* SUPPLIED MATERIAL:
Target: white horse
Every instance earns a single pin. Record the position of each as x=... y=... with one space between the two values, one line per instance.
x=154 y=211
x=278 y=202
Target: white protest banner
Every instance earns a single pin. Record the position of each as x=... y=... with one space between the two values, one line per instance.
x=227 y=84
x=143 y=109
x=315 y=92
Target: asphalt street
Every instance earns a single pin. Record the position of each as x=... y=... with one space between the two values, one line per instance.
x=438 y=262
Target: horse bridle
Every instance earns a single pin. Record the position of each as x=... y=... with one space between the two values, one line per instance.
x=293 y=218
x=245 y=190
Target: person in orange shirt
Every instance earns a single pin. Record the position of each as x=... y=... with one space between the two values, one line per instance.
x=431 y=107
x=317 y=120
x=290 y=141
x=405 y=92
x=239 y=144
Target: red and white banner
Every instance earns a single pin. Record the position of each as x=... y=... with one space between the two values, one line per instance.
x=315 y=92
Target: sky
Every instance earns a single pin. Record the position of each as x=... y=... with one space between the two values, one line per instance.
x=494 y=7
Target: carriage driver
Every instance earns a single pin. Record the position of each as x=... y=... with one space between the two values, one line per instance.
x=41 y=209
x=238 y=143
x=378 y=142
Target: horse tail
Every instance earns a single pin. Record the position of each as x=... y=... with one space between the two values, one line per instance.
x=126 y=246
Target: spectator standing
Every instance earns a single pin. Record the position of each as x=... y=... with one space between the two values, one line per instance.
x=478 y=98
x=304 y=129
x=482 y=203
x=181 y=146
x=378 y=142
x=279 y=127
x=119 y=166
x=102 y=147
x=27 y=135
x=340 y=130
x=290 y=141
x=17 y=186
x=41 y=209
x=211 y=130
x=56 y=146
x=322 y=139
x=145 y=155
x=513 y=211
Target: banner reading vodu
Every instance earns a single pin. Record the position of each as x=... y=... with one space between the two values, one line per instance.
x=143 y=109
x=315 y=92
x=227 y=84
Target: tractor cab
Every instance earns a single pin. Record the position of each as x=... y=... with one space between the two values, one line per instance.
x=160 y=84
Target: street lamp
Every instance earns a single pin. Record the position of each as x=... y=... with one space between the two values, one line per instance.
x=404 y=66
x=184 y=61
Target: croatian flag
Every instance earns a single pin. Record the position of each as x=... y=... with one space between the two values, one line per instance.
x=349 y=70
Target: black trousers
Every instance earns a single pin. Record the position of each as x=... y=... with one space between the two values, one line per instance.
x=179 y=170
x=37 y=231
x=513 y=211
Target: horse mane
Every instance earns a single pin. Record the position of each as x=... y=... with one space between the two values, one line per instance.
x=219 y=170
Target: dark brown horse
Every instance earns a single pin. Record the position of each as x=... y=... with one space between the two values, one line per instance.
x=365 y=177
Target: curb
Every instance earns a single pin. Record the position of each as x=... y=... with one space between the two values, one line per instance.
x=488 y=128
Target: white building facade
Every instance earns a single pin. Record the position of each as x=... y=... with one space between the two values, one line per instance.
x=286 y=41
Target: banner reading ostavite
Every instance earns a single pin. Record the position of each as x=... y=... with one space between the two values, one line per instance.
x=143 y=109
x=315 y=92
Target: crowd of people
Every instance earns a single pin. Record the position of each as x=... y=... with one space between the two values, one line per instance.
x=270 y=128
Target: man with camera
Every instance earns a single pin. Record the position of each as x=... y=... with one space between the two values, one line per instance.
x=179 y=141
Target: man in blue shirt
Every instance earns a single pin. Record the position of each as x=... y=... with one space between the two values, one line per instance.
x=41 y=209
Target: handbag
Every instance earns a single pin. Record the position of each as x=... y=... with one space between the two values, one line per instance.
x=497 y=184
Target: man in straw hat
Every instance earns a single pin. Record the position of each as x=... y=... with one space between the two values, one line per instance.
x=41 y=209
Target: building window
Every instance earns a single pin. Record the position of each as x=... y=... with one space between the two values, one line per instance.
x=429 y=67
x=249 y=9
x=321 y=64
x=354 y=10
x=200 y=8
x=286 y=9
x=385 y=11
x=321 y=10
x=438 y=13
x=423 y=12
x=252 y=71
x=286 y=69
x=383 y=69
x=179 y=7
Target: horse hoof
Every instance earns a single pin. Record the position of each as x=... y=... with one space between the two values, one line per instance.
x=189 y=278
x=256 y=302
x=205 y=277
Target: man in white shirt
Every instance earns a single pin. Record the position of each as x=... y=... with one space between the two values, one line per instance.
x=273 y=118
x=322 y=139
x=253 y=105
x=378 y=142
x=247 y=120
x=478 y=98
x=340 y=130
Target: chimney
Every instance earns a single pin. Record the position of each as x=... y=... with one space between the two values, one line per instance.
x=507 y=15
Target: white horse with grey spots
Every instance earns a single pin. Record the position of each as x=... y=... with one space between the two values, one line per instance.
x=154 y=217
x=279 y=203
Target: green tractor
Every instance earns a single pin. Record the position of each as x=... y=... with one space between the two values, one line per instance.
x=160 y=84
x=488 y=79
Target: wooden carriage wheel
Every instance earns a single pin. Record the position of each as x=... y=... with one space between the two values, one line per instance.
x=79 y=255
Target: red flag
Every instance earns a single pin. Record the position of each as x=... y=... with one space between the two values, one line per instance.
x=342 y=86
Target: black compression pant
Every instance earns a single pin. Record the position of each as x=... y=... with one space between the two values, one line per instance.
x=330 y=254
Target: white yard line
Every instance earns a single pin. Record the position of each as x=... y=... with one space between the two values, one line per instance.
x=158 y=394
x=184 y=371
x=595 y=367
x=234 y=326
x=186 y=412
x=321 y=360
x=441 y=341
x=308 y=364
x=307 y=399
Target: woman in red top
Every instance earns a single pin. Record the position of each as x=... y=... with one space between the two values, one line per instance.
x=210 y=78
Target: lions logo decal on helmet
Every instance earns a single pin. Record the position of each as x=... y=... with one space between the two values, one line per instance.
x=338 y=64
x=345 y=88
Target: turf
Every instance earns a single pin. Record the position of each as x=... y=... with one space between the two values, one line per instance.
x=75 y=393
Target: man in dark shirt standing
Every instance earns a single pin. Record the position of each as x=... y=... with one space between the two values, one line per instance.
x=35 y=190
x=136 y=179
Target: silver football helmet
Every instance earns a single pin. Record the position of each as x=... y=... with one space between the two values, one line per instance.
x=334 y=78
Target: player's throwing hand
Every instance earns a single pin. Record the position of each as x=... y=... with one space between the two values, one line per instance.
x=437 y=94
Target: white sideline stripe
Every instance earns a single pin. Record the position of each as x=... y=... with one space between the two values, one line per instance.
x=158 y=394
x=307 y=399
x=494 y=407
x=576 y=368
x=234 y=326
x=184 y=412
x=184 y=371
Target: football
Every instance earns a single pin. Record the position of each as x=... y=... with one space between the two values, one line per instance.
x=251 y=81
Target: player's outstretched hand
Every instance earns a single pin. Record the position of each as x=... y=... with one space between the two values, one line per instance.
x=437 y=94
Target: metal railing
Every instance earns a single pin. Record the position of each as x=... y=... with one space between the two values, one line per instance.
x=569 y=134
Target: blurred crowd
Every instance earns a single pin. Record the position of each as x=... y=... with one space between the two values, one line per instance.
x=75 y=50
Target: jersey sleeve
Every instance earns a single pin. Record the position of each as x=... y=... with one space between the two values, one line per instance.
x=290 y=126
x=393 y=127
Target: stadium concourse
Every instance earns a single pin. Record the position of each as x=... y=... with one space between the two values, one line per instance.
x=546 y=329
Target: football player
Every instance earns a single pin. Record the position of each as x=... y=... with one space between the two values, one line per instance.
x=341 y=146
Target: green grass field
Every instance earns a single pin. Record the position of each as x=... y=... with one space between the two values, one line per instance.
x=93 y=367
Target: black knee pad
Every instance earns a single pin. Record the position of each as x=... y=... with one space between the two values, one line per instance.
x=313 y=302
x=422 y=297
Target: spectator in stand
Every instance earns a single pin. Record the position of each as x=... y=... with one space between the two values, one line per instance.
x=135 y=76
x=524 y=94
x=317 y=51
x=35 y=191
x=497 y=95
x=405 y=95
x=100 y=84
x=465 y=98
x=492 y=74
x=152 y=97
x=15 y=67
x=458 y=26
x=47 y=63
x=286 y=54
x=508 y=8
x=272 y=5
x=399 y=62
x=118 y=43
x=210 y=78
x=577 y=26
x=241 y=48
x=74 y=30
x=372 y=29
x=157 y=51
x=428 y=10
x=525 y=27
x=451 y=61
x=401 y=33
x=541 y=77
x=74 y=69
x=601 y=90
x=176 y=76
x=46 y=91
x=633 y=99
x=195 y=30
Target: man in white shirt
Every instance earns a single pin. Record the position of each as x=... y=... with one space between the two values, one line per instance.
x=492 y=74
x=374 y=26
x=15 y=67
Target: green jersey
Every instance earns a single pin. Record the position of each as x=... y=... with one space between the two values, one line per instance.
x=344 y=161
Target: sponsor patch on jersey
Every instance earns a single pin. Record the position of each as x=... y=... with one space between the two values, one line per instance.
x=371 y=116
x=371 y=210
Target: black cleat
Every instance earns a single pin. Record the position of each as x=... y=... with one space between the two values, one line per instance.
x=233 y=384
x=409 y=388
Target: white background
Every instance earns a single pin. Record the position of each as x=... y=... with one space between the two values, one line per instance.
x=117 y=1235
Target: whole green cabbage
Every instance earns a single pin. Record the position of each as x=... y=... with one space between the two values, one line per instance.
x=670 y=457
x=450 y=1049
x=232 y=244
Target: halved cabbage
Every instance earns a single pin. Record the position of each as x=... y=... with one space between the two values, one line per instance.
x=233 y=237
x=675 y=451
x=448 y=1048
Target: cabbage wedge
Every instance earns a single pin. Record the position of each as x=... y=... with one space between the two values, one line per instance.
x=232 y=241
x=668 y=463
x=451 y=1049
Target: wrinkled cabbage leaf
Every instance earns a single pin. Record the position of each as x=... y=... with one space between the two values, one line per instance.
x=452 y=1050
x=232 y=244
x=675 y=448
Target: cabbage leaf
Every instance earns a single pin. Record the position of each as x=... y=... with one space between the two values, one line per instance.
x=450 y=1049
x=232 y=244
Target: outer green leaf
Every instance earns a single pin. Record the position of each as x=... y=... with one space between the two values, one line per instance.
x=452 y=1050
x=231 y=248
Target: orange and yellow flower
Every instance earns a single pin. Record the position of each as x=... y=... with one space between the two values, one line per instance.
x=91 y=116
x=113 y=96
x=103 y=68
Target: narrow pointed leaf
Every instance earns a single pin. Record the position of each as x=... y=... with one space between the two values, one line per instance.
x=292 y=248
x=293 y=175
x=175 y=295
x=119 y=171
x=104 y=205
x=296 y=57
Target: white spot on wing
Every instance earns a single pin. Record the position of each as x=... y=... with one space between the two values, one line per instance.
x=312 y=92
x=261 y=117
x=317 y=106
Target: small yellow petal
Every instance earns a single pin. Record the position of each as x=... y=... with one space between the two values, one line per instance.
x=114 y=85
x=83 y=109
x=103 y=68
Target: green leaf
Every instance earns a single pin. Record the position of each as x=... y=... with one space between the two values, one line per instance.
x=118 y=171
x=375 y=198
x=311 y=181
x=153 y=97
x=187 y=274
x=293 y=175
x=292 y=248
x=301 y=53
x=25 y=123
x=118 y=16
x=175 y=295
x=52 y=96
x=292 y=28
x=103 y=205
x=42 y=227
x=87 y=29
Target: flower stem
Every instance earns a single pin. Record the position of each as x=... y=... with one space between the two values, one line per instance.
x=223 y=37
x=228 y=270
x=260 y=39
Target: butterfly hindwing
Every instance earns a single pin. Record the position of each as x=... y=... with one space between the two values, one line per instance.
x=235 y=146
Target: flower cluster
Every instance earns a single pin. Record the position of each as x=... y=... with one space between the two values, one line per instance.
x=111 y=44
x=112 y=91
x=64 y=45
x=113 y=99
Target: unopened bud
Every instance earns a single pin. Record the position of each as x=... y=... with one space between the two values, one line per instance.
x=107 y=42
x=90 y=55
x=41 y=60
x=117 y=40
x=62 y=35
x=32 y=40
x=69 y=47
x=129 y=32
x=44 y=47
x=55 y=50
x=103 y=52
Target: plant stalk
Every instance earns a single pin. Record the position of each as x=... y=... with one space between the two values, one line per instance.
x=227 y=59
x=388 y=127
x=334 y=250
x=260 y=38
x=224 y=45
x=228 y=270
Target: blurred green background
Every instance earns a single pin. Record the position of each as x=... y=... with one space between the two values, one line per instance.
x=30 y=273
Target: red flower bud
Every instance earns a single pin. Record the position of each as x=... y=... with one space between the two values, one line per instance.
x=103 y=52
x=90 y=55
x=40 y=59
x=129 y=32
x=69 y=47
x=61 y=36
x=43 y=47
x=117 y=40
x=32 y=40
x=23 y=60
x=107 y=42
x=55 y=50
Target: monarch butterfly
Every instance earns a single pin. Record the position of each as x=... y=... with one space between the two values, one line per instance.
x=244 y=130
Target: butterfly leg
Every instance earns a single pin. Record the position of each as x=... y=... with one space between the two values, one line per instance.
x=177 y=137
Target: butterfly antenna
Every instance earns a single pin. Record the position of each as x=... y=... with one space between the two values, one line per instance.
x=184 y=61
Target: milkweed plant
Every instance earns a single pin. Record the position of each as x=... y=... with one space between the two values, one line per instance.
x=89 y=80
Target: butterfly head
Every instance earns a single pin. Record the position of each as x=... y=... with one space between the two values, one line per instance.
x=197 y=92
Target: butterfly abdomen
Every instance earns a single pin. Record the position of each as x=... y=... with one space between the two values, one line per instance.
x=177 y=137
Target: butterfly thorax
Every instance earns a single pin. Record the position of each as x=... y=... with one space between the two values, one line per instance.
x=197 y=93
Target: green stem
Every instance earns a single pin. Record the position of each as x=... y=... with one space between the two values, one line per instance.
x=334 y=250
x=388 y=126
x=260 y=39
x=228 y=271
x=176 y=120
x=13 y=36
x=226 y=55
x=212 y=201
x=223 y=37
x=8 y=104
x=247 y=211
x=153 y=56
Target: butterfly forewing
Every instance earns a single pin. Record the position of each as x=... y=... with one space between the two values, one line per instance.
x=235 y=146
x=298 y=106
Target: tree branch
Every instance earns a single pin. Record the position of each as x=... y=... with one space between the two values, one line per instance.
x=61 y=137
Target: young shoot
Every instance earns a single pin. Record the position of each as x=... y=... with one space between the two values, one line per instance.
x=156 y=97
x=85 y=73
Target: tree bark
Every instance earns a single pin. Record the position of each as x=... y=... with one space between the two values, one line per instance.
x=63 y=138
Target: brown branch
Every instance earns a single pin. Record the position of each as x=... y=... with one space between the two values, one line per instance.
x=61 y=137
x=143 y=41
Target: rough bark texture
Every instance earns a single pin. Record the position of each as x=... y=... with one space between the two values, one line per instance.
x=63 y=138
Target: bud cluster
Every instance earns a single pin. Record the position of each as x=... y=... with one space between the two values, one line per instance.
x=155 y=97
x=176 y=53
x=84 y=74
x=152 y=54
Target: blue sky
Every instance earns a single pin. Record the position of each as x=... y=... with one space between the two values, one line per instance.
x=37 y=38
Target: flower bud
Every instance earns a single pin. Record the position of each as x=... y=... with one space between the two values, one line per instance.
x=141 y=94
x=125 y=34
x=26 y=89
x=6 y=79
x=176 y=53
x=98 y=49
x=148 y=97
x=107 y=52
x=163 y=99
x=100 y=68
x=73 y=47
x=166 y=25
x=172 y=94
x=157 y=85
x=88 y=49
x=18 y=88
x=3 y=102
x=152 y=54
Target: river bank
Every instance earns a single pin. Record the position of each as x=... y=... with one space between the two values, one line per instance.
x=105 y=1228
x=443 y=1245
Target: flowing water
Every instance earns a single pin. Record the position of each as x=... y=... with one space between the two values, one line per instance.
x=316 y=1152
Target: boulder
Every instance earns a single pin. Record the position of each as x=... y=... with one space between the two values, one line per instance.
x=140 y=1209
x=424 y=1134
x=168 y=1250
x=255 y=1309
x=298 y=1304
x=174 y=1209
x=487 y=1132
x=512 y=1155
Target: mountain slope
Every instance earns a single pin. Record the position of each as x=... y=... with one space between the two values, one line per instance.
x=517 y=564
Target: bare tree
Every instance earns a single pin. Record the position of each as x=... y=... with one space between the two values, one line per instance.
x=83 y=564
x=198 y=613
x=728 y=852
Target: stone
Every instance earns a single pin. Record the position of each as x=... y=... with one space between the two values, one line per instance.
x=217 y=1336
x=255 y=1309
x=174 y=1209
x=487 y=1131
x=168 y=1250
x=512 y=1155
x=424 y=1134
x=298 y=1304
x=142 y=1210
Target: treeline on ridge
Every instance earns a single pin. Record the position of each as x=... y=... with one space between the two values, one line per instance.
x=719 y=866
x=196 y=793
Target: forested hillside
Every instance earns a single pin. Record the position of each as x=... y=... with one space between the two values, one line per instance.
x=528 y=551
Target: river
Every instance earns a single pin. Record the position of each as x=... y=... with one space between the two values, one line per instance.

* REQUIRED ACTION:
Scan the material for lines with the word "jersey", and copy each line you find.

* RESPONSE TO THIS EXERCISE:
Target: jersey sleeve
Target: green jersey
Target: sponsor patch on jersey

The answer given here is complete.